*Problem to solve:*
Copy each of the rows below word for word, changing nothing.

<<<<

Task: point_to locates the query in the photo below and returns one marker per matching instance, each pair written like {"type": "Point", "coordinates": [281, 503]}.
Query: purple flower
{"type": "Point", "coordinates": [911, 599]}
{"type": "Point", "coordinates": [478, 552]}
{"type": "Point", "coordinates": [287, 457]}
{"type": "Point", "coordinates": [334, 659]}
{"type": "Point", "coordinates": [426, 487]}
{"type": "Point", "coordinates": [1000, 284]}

>>>>

*Response for this exercise:*
Task: point_to locates the query in the photo below and returns one marker per matching instance, each pair written like {"type": "Point", "coordinates": [281, 503]}.
Query: purple flower
{"type": "Point", "coordinates": [911, 599]}
{"type": "Point", "coordinates": [478, 552]}
{"type": "Point", "coordinates": [287, 457]}
{"type": "Point", "coordinates": [334, 659]}
{"type": "Point", "coordinates": [426, 487]}
{"type": "Point", "coordinates": [1000, 284]}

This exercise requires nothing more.